[Labeled area outlines]
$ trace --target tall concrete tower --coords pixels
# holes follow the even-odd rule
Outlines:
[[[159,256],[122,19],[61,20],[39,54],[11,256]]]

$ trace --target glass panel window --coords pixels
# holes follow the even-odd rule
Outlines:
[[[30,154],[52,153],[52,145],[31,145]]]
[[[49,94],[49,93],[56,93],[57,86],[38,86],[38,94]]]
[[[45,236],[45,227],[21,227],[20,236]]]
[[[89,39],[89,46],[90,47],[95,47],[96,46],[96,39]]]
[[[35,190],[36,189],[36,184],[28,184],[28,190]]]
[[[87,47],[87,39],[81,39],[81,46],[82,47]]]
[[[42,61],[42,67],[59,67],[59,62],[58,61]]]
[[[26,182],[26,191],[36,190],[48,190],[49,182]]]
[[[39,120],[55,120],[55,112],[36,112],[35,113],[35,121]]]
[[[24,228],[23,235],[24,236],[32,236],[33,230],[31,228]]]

Exercise requirements: Copy every line from the one containing "window --coords pixels" down to the end of the rows above, leaving each line unchanged.

Result of the exercise:
$ trace --target glass panel window --coords pixels
# holes follow the even-odd rule
Outlines:
[[[30,154],[52,153],[52,145],[31,145]]]
[[[49,94],[49,93],[56,93],[57,86],[38,86],[38,94]]]
[[[45,236],[45,227],[21,227],[20,236]]]
[[[89,39],[89,46],[90,47],[95,47],[96,46],[96,39]]]
[[[35,190],[36,189],[36,184],[28,184],[28,190]]]
[[[87,47],[87,39],[81,39],[81,46],[82,47]]]
[[[42,61],[42,67],[59,67],[59,62],[58,61]]]
[[[26,182],[26,191],[36,190],[48,190],[49,182]]]
[[[39,120],[55,120],[55,112],[36,112],[35,113],[35,121]]]
[[[24,228],[23,235],[24,236],[32,236],[33,230],[31,228]]]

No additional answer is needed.